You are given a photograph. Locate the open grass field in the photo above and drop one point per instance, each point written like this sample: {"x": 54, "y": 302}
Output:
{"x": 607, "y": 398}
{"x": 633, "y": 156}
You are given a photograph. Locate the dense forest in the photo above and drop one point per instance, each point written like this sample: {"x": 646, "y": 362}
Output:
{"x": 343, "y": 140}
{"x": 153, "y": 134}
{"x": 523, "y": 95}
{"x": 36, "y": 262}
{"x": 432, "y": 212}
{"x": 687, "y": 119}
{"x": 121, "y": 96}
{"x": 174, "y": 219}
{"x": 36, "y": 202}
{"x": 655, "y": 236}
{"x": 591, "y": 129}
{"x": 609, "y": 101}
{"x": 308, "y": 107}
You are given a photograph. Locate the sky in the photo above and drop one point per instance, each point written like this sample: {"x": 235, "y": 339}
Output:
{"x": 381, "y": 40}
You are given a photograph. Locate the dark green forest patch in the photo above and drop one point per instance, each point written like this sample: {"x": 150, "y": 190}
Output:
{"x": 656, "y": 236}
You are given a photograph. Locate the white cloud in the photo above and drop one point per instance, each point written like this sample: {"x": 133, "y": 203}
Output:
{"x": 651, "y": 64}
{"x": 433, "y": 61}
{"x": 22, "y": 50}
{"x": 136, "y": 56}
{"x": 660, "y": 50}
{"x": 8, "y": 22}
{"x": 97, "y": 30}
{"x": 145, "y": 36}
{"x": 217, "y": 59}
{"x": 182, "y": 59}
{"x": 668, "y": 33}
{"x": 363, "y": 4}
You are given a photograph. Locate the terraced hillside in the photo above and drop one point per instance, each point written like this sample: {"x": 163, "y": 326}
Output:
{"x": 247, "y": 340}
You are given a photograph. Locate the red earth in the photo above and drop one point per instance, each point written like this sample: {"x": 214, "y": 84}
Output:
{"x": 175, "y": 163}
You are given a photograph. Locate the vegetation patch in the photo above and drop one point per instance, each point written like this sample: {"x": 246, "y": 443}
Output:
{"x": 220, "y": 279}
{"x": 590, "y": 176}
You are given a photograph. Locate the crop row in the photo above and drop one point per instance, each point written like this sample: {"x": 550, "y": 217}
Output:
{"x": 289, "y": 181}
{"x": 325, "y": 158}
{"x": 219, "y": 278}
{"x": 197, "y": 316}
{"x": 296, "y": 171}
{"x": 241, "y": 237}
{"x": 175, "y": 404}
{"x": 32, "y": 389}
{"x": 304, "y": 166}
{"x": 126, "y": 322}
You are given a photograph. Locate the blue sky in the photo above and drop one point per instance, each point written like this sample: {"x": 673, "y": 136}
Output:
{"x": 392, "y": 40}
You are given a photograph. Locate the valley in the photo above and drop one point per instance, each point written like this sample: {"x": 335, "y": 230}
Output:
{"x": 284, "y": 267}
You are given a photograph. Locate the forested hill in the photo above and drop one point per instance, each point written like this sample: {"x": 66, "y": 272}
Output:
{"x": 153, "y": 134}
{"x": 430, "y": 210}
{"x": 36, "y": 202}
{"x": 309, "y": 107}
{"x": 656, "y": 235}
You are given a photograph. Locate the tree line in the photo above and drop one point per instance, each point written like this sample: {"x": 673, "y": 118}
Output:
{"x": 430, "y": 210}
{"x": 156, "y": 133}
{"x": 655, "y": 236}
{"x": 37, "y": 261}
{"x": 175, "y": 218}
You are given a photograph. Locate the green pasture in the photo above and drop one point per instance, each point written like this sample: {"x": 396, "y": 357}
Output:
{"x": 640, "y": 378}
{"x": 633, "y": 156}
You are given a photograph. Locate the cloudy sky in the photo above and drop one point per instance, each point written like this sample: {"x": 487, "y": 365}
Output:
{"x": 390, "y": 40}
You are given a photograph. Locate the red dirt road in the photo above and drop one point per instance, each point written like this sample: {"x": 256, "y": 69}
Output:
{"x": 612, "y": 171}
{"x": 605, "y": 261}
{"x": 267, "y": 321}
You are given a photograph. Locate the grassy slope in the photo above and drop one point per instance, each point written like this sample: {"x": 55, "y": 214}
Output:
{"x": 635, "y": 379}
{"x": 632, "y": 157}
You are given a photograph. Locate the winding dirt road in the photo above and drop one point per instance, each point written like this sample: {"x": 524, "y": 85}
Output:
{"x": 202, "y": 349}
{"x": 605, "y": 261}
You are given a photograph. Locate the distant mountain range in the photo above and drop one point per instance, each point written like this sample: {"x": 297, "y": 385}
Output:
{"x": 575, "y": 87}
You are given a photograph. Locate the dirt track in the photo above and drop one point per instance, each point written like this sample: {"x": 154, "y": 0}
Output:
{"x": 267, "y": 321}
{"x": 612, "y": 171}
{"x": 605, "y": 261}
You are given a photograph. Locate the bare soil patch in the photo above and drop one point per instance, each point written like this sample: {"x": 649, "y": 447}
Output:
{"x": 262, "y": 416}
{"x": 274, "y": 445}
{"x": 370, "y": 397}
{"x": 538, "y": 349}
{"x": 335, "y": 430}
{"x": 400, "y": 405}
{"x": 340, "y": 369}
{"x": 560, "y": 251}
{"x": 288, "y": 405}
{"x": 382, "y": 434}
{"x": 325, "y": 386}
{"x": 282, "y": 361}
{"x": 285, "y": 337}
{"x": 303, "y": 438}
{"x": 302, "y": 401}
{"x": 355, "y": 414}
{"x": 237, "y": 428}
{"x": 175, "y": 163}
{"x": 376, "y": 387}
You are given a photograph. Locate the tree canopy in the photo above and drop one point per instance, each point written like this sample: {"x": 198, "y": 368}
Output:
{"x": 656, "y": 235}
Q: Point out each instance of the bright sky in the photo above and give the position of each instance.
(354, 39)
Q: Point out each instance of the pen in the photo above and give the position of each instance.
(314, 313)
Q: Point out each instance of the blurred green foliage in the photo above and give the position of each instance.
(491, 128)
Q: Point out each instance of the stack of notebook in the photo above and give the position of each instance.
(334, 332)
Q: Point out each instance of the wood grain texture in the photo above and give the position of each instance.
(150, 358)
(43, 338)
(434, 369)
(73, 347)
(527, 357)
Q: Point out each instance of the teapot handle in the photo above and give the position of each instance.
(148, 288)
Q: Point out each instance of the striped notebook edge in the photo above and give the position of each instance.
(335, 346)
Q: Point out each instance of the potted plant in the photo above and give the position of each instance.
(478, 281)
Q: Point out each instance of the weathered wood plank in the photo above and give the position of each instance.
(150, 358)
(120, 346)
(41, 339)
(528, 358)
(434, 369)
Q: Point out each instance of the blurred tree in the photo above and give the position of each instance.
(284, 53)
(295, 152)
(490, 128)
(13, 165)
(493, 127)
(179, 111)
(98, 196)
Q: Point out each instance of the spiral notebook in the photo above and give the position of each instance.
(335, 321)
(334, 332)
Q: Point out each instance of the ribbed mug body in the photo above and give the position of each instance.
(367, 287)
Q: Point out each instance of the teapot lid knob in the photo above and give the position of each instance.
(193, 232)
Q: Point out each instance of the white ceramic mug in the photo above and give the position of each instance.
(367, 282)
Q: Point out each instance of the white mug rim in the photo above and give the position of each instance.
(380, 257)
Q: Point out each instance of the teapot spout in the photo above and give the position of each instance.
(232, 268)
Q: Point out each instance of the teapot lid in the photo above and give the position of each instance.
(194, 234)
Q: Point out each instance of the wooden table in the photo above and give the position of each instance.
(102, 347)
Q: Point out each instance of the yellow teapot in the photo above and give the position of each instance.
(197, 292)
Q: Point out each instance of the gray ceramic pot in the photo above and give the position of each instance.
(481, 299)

---

## Exercise brief
Output the listing above word for word, from the opening line through the line that contains "You are given a photograph. Locate the white", and leave out everything after it.

## Result of this task
You are given a photograph. Locate the open grass field in the photo above and drop one point per instance, each point written like this sample: {"x": 54, "y": 302}
Output:
{"x": 607, "y": 398}
{"x": 633, "y": 156}
You are given a photograph. Locate the dense forest in the photo above and drop one point per instance, each point written like this sample: {"x": 646, "y": 362}
Output:
{"x": 343, "y": 140}
{"x": 153, "y": 134}
{"x": 523, "y": 95}
{"x": 36, "y": 262}
{"x": 432, "y": 212}
{"x": 687, "y": 119}
{"x": 121, "y": 96}
{"x": 174, "y": 219}
{"x": 36, "y": 202}
{"x": 655, "y": 236}
{"x": 591, "y": 129}
{"x": 609, "y": 101}
{"x": 308, "y": 107}
You are given a photograph. Locate the sky in the photo above and drop one point per instance, each point written like this sample: {"x": 235, "y": 339}
Output:
{"x": 381, "y": 40}
You are given a photograph. Locate the dark green forest patch in the photo above and drop one point per instance, each point written like this sample: {"x": 150, "y": 190}
Output:
{"x": 656, "y": 236}
You are given a photograph. Locate the white cloud in the photo above and drop one point per instance, each point written like this sample: {"x": 133, "y": 203}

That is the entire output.